Courez de manière à remporter le prix !

Les 27 et 28 septembre prochains se tiendra le rassemblement régional du district du Hainaut occidental de l’Église protestante unie de Belgique à Genval, sur le thème « … Courez de manière à remporter le prix ! ». Ainsi formulé, la première chose qui nous vient à l’esprit, c’est le sport, mieux la pratique d’activités sportives. Quand on parle de sport, chacun-e a son mot à dire. Les uns vont s’y prendre en tant que des passionnés et/ou des pratiquants d’une ou de plusieurs disciplines sportives. Les autres le feront simplement comme des amateurs en la matière et/ou comme des fans des sportifs. Que ce soient les pratiques de loisirs, autonomes, encadrées, compétitives, professionnelles, etc. force est de reconnaître que les modalités et les motivations qui les soutiennent sont variées. De plus, derrière chaque personne qui pratique un sport (d’équipe ou non), se trouve une communauté (familles, amis, staffs, etc.) qui l’entoure et l’accompagne. Cet accompagnement peut être informel et implicite, ou formel et plus structuré selon les contextes. Par ailleurs, et de manière générale, nous sommes toujours émerveillés par les performances des sportifs à tous les niveaux et de tous les âges.

Revenant sur notre thématique, quel lien y a-t-il entre le sport et la foi chrétienne ? Une réponse possible consisterait pour nous à relire un extrait de la première épître de Paul aux Corinthiens.

« 24 Ne savez-vous pas que ceux qui courent dans le stade courent tous, mais qu’un seul remporte le prix ? Courez de manière à le remporter. 25 Tous ceux qui combattent s’imposent toute espèce d’abstinences, et ils le font pour obtenir une couronne corruptible ; mais nous, faisons-le pour une couronne incorruptible. 26 Moi donc, je cours, non pas comme à l’aventure ; je frappe, non pas comme battant l’air. 27 Mais je traite durement mon corps et je le tiens assujetti, de peur d’être moi-même rejeté, après avoir prêché aux autres. » (1 Cor 9, 24-27).

Il est primordial de situer brièvement l’épître aux Corinthiens dans son contexte du monde gréco-romain du Ier siècle afin de mieux saisir la portée de ce passage. Corinthe était une ville prospère, cosmopolite, traversée par différentes influences, où se déroulaient les Jeux isthmiques, compétition sportive majeure de l’époque. À l’instar des Jeux Olympiques, ces jeux mettaient en avant l’effort physique, la discipline, la quête de la victoire et la célébration des champions. Paul, qui est très familier avec la culture de ses destinataires, utilise ici une image parlante, accessible à tous, pour mettre en évidence le sérieux de la vie chrétienne et l’importance d’une discipline intérieure.

*TRAVAIL À FAIRE:* Dans le texte sur le sport et la foi, recopiez le passage compris entre « Revenant sur notre » et « Cor 9, 24-27). » inclus, en substituant « récompense » à « couronne ».

*DONNÉES AFFICHÉES:*
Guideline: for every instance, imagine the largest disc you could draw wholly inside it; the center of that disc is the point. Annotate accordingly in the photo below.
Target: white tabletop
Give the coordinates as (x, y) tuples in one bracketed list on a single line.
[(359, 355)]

*RÉSULTAT CI-DESSOUS:*
Revenant sur notre thématique, quel lien y a-t-il entre le sport et la foi chrétienne ? Une réponse possible consisterait pour nous à relire un extrait de la première épître de Paul aux Corinthiens.

« 24 Ne savez-vous pas que ceux qui courent dans le stade courent tous, mais qu’un seul remporte le prix ? Courez de manière à le remporter. 25 Tous ceux qui combattent s’imposent toute espèce d’abstinences, et ils le font pour obtenir une récompense corruptible ; mais nous, faisons-le pour une récompense incorruptible. 26 Moi donc, je cours, non pas comme à l’aventure ; je frappe, non pas comme battant l’air. 27 Mais je traite durement mon corps et je le tiens assujetti, de peur d’être moi-même rejeté, après avoir prêché aux autres. » (1 Cor 9, 24-27).